**YOUR ASSIGNMENT**
Extract the lines up to and including the one that contains "Exercise. Put one point on each instance of the vertical", starting with the first line of the entries below, and omit the pictures.

+++ RECORDS FOR THE TASK +++

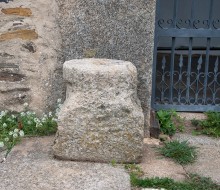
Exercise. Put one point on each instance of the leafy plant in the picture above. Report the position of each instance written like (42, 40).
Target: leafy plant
(194, 182)
(15, 126)
(169, 121)
(181, 152)
(210, 126)
(134, 169)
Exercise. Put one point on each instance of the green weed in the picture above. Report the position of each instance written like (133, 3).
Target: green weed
(181, 152)
(210, 126)
(170, 122)
(14, 126)
(194, 182)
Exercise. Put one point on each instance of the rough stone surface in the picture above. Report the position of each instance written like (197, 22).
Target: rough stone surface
(31, 166)
(208, 162)
(30, 58)
(101, 120)
(113, 29)
(155, 165)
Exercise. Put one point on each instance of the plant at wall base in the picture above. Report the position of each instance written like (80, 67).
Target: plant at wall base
(210, 126)
(15, 126)
(170, 122)
(193, 182)
(181, 152)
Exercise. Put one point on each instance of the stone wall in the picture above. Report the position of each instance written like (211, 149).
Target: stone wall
(30, 61)
(113, 29)
(31, 47)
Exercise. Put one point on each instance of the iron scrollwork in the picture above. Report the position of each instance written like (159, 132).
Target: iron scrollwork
(187, 23)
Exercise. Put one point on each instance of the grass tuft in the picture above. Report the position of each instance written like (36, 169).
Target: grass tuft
(194, 182)
(181, 152)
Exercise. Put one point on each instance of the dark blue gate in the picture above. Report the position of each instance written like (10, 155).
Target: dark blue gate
(186, 69)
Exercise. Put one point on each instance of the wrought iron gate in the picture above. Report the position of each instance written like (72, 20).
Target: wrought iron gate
(186, 69)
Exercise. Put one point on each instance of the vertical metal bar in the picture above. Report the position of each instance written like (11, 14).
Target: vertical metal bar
(154, 68)
(206, 70)
(175, 12)
(172, 70)
(189, 70)
(173, 53)
(210, 14)
(192, 14)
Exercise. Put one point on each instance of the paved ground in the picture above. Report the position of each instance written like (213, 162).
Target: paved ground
(31, 165)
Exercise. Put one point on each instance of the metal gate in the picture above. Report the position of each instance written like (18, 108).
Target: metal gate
(186, 69)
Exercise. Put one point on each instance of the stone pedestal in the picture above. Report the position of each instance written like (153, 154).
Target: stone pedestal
(101, 119)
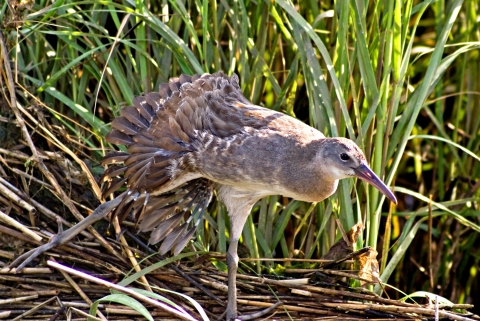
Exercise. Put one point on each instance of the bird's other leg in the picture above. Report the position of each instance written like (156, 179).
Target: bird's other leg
(65, 236)
(238, 216)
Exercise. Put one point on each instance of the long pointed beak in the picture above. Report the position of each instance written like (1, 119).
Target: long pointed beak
(365, 173)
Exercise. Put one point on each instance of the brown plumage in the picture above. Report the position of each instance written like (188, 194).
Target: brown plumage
(200, 133)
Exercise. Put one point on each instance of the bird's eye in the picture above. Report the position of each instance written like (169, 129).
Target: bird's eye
(344, 157)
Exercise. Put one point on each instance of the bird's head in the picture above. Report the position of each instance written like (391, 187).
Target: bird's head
(343, 158)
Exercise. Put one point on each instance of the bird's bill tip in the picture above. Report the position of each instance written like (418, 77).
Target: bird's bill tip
(365, 173)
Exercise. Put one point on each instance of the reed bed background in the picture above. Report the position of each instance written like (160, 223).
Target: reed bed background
(401, 78)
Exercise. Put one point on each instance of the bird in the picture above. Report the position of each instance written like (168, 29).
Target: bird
(197, 135)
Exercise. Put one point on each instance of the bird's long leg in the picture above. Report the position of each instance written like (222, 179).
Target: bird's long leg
(238, 216)
(67, 235)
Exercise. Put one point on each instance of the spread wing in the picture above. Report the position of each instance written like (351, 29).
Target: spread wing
(164, 132)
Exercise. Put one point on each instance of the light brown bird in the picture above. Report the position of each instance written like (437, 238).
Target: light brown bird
(198, 134)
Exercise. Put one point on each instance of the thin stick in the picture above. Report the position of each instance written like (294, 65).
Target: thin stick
(121, 289)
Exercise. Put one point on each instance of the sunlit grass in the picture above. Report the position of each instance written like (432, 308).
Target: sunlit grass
(377, 73)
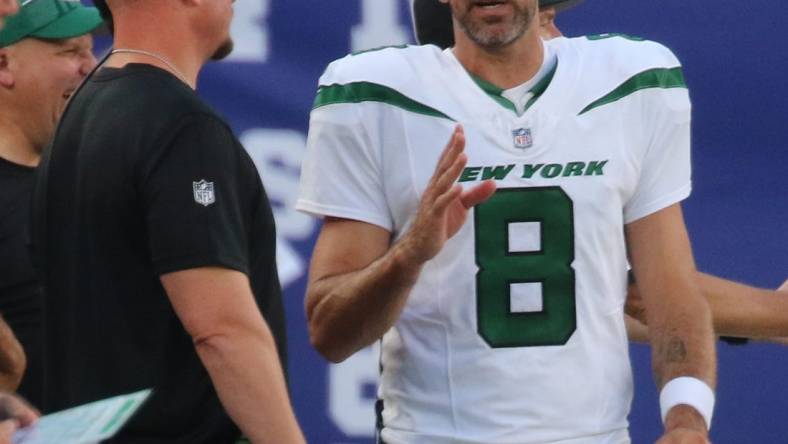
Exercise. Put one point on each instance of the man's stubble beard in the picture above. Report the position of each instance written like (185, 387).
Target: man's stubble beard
(521, 22)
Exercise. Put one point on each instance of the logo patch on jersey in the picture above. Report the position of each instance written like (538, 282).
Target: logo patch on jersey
(522, 138)
(203, 192)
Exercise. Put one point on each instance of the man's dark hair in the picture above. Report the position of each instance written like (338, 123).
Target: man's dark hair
(101, 5)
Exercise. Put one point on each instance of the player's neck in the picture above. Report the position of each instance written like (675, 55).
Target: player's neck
(505, 67)
(15, 145)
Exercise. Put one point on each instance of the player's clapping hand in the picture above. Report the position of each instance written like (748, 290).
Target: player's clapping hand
(14, 413)
(683, 436)
(444, 205)
(684, 425)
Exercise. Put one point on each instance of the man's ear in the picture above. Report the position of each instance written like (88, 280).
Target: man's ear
(6, 76)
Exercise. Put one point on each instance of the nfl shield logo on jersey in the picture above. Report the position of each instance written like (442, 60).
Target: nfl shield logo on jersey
(203, 192)
(522, 138)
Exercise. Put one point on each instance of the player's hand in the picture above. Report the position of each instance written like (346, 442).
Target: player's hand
(683, 436)
(684, 425)
(444, 205)
(14, 413)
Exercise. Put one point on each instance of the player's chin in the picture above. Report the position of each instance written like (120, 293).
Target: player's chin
(224, 50)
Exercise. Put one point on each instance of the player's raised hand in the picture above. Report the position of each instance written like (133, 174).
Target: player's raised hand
(684, 425)
(14, 413)
(683, 436)
(444, 205)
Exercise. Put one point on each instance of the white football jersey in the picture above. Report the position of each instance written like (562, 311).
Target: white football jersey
(514, 333)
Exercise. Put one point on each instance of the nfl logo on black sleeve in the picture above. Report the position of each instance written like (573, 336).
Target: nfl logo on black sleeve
(522, 138)
(203, 192)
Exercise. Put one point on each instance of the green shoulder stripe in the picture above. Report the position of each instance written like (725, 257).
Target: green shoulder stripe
(358, 92)
(653, 78)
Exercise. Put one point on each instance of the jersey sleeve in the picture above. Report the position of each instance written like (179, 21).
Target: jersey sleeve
(665, 167)
(192, 192)
(342, 173)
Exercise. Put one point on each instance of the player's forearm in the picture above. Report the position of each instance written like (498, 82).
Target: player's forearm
(244, 367)
(12, 359)
(682, 337)
(636, 330)
(745, 311)
(350, 311)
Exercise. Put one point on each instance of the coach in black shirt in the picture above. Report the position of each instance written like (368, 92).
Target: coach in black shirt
(45, 52)
(158, 244)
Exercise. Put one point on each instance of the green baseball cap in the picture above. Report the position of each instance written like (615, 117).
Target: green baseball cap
(49, 19)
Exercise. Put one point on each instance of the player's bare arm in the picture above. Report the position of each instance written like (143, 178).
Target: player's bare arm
(679, 318)
(737, 309)
(236, 347)
(12, 359)
(359, 282)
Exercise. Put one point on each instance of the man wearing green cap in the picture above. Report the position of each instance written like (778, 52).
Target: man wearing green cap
(160, 262)
(45, 52)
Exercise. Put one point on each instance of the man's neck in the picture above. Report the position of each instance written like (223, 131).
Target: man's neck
(16, 146)
(505, 67)
(178, 60)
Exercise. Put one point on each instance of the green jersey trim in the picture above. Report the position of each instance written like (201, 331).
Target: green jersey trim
(653, 78)
(358, 92)
(495, 92)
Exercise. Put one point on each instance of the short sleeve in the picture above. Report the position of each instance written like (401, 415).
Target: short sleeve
(194, 199)
(665, 172)
(342, 175)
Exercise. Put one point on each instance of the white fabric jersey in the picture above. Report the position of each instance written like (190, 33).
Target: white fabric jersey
(514, 333)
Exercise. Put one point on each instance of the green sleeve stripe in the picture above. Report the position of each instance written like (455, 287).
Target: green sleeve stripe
(653, 78)
(358, 92)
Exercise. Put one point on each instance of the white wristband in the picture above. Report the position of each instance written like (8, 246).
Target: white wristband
(688, 391)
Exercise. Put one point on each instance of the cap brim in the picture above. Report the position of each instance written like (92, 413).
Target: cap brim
(73, 24)
(562, 6)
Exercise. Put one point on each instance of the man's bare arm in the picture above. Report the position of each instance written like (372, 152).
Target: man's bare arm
(679, 318)
(737, 309)
(237, 348)
(359, 283)
(12, 359)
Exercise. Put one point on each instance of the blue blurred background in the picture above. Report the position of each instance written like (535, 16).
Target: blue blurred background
(735, 63)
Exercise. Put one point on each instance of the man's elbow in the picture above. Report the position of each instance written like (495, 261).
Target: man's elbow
(327, 344)
(224, 342)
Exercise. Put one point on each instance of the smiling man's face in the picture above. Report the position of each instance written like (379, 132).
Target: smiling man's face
(40, 77)
(7, 8)
(494, 24)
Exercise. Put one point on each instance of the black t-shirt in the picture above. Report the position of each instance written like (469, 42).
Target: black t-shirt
(21, 294)
(143, 179)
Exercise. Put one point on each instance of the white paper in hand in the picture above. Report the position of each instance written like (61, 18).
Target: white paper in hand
(85, 424)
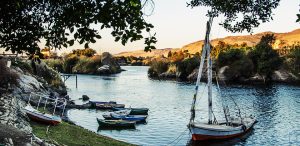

+++

**EXERCISE OUTPUT**
Exercise. Put one point on each instance of the leafy plant in the picture above. Report the position of each instance written like (42, 40).
Target: leafy plant
(194, 182)
(15, 126)
(169, 121)
(181, 152)
(210, 126)
(134, 169)
Exercise. Put one point on each instance of the green weed in the picture above. Report the position of each instance written like (133, 3).
Target: green weed
(181, 152)
(210, 126)
(170, 122)
(14, 126)
(194, 182)
Exercise. Put one point on each instance of the rough stone surface in the picture above. Report the position of each instance written like (197, 22).
Target: rough stone surface
(31, 166)
(208, 162)
(30, 58)
(101, 120)
(113, 29)
(155, 165)
Exercise. Put one point on each instance of the plant at wall base in the picture above. Report the position of each instance written like (80, 67).
Target: plant at wall base
(210, 126)
(15, 126)
(170, 122)
(193, 182)
(181, 152)
Exercise. Put one point on each instance of the stone wall in the picture above. Report the position of each instance written like (211, 149).
Target: stone wall
(30, 61)
(113, 29)
(31, 47)
Exercise. Put one point on each instance of the iron scrollwork in the picture above. Report the position of each instance written like (159, 132).
Target: iron scrollwork
(187, 23)
Exercise. Put one point on each instance of the grass tuft in the picture above. Report the position of each instance written like (36, 169).
Target: grass tuft
(194, 182)
(181, 152)
Exercise. Put one point on each instance of the dark blue gate in the picture above. Report the position of each instance written like (10, 155).
Target: dark blue gate
(186, 69)
Exercise. Put one point on each instance of the wrought iron gate in the picture above. Report the position of each instance written like (72, 20).
Target: wrought iron gate
(186, 69)
Exercise. Put one point on each instance of the vertical metal bar in the picture above. Report the position of each instance written like (11, 14).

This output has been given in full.